__Supplied data__
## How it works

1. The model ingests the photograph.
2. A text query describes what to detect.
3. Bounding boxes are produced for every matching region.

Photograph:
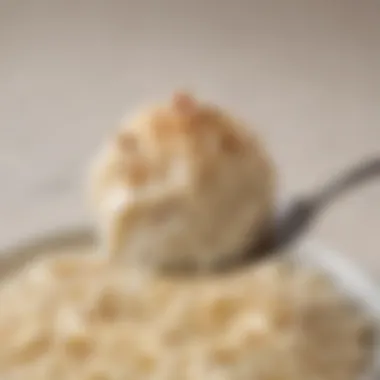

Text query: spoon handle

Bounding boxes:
[264,157,380,251]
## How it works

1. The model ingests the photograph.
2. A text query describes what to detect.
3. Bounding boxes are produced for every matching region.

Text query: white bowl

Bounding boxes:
[0,227,380,380]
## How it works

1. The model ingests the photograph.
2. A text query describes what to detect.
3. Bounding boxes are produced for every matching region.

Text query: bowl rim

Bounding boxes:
[0,224,380,380]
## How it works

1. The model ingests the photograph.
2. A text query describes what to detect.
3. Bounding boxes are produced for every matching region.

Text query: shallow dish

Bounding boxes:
[0,227,380,380]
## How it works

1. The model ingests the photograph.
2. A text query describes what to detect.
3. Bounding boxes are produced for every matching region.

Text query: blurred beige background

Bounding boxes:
[0,0,380,279]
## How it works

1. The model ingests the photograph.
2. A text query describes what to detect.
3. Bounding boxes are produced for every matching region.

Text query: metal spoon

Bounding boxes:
[223,157,380,271]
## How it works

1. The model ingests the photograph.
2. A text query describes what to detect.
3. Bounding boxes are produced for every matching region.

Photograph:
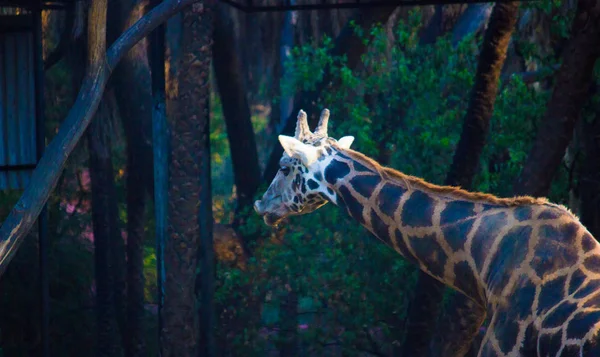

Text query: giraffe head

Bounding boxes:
[254,109,354,226]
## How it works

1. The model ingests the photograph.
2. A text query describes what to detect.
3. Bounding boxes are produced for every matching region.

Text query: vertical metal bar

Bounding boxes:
[33,7,50,357]
[150,0,169,356]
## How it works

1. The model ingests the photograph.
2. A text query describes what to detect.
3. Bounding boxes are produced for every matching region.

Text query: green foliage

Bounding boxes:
[217,6,568,356]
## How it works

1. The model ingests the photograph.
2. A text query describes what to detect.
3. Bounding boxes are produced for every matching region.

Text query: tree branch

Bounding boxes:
[0,0,197,276]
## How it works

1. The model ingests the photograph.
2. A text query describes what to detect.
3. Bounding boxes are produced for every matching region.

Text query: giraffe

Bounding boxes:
[254,109,600,357]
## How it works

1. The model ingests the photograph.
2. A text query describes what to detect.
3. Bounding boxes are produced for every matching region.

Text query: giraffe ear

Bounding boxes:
[338,136,354,149]
[278,135,319,166]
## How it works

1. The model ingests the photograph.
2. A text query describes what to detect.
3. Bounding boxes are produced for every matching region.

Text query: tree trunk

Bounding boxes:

__Your task__
Set down the material above as is, without any pictures.

__Response to the task__
## How it works

1. The model ingests the photograph.
2. A text query describes what to detect.
3. Bounding boxes are produced for every matching region.

Photograph:

Text query: spoon handle

Bounding boxes:
[264,157,380,251]
## How it works

1. The model ingests the photograph.
2. A text query describes what to detect.
3. Bounding boxes are produced for every matching region.

Text query: white bowl

Bounding boxes:
[0,227,380,380]
## How it works

1. The model ingests the photograph.
2. A text query describes what to detect.
3. Bounding boxes are produced for every matching region.

Text query: bowl rim

Bounding boxes:
[0,224,380,380]
## How it works

1. The model ingests the photograph.
2. A text query describes what to detect.
3. Bounding boxes are produced for every matching region.

Text query: shallow dish

Bounding boxes:
[0,227,380,380]
## How it works

1. The model ingests the photograph.
2. A text query describes what to detect.
3. Bounding boxes are produced for every matching region.

Text query: blurred beige background

Bounding boxes:
[0,0,380,279]
## How it works

1. The model ingests the photograph.
2. A text query describes what to detect.
3. Bounding boxes are produced for every matching region.

Text query: metal spoon

Bounding boxes:
[223,157,380,271]
## How it works

1. The model ingests the photograph.
2. A text query describes what to detect.
3. Bounding boxes are produced for every matching region.

Photograph:

Text query: giraffe head

Bounding boxes:
[254,109,354,226]
## How it works

1. The model ingests the photograph.
2. A text query describes what to detect.
3. Bounding boxes are produced for every matching region.

Text query: vertical metal bar

Bounding boxes:
[33,7,50,357]
[150,0,169,356]
## How it works

1. The model ingests the photograph.
2. A text query describes what to detect.
3. Bounding boxes are produced for every matching region.

Text query: green foliage

Bounding boxes:
[217,6,568,356]
## How it works

1. The model ingests the photograph.
2. A text query describes what to detect.
3. Bounding boxes are produced for every matching region.

Text query: tree branch

Bounding boxes:
[0,0,197,276]
## How it works

1. The model ingests the photograph.
2. A text query describes what to detect.
3. Bounding boxes are produced for every matching region.

Text query: giraffe

Bounding boxes:
[254,109,600,357]
## How it works

1. The model ingests the photograph.
2. A text query describes what to detect.
3. Bounding boxes are produced for every matching region.

Text query: giraffe ear

Bounding boxes:
[338,136,354,149]
[278,135,319,166]
## How it works

1. The model ingests the photograph.
2. A text query describes what to detect.
3. Bounding boxes are produced for every matching region.

Text query: tree trunk

Bounding boxes:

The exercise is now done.